# Stated exercise
Answer these from the Equant filing:
1. What share of Equant's equity did France Telecom acquire in June 2001?
2. How much goodwill arose from the Global One acquisition under French GAAP?
3. What net cash did Equant hold at November 30, 2002?

# Given text

--- start ---

FORM 6-K
SECURITIES AND EXCHANGE COMMISSION
Washington, D.C. 20549
Report of Foreign Private Issuer
Pursuant to Rule 13a-16 or 15d-16
of the Securities Exchange Act of 1934
For the month ofDecember 5, 2002
Equant N.V.
(Translation of registrant's name into English)
Gatwickstraat 21-23
1043 GL Amsterdam Sloterdijk, The Netherlands
(Address of principal executive offices)
Indicate by check mark whether the registrant files or will file annual reports under cover Form 20-F or Form 40-F.
Form 20-F [ X ] Form 40-F [ ]
Indicate by check mark whether the registrant by furnishing the information contained in this Form is also thereby furnishing the information to the Commission pursuant to Rule 12g3-2(b) under the Securities Exchange Act of 1934.
Yes [ ] No [ X ]
If "Yes" is marked, indicate below the file number assigned to the registrant in connection with Rule 12g3-2(b): 82- ________
EQUANT CONFIRMS OPERATIONS UNAFFECTED BY FRANCE
TELECOM GOODWILL WRITEDOWN
AMSTERDAM (December 5, 2002) - Equant (New York Stock Exchange: ENT, Euronext Paris: EQU) confirmed that its financial position and operations are unaffected by the goodwill writedown which France Telecom announced today.
France Telecom has announced that it intends to make a writedown of the goodwill arising from its acquiring 54.3 percent of Equant's equity in June 2001 of between Euro 3.5 billion and Euro 4.5 billion. The writedown is a non-cash item in France Telecom's books and has no impact on either Equant's financial position or its operations.
Under Equant's primary basis of reporting, French GAAP, there is no goodwill in Equant's books arising from the Global One acquisition, as the $500 million goodwill that arose was fully written off against shareholders' funds in fiscal year 2001.
For US reporting purposes, Equant wrote down, in fiscal 2001, approximately 75 percent of the goodwill that arose at the time of the Global One transaction under the reverse acquisition accounting requirements of US GAAP. The remaining 25 percent will be written down in full, in fiscal year 2002, as required by FAS 142.
These writedowns have been made as a result of the absence of a significant and sustained upturn in the economic and competitive environment in the second half of 2002, which has adversely impacted our earlier anticipated growth rates and mid-term forecasts.
Equant still anticipates that 2002 revenues should be approximately $2,950 million with EBITDA of $180 million. Management's efforts to reduce costs and closely manage capital expenditures should result in the Company reaching free cash flow positive during 2003, a year earlier than previously anticipated. At November 30, 2002 the Company had net cash of $390 million, which should be more than sufficient to fund operations through to free cash flow positive.

--- end ---

# Provided material
--- start ---

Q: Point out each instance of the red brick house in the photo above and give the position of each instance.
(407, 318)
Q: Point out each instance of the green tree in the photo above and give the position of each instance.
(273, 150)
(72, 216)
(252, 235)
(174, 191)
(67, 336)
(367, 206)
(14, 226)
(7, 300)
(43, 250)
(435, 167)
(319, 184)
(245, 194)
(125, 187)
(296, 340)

--- end ---

# Result
1. 54.3 percent
2. $500 million
3. $390 million